- Task to carry out -
From the start of the items through the line containing "344;287;369;308", change "bare knee" to "bent knee" and leave everything else unchanged.

►

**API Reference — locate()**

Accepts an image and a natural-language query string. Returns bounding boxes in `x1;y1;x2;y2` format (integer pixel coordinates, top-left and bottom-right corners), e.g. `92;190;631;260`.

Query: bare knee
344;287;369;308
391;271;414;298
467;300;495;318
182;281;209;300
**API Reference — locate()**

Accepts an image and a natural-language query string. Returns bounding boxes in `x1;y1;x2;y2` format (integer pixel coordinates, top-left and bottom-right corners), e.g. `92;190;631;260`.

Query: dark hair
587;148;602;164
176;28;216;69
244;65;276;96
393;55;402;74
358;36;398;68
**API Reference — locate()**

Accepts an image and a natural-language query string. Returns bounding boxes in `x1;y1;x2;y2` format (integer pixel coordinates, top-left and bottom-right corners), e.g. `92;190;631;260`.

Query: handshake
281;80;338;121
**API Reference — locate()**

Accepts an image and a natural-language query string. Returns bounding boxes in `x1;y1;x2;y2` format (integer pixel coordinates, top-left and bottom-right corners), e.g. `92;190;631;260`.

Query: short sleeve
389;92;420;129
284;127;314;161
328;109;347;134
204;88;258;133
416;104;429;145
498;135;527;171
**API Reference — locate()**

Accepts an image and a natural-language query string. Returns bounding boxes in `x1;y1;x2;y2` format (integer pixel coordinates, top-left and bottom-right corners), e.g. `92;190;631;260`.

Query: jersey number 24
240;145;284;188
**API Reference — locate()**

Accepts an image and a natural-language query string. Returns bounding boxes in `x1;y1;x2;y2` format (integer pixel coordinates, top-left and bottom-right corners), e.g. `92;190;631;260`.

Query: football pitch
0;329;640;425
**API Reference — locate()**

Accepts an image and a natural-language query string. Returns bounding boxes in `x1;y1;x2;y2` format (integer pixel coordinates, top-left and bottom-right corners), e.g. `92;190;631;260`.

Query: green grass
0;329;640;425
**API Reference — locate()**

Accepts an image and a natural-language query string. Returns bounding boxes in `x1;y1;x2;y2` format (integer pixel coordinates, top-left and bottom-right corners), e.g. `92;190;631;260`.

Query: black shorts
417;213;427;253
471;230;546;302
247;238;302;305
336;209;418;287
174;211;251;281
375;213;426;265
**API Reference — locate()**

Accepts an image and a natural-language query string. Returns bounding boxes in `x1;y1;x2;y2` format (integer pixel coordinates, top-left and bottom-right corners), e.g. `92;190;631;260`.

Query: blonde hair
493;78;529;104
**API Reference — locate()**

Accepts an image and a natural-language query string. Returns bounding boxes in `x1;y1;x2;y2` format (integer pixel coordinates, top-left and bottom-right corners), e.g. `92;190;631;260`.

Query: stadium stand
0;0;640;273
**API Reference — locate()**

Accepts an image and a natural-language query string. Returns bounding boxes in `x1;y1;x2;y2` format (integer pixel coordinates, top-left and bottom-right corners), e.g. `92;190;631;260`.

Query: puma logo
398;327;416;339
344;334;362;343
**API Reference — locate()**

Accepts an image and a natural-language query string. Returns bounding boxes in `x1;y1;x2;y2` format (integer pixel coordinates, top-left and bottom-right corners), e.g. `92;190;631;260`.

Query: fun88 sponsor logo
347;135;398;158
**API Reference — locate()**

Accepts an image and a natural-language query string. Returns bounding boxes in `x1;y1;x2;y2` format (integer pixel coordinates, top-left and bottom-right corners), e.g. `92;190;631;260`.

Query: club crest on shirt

◄

- The solution -
**API Reference — locate()**

Accepts an image and a natural-language query string. Returns bounding boxes in `x1;y1;x2;y2` format (integer pixel coordinates, top-left and bottom-right corners), e.g. `92;190;631;260`.

Query: bent knee
344;287;369;308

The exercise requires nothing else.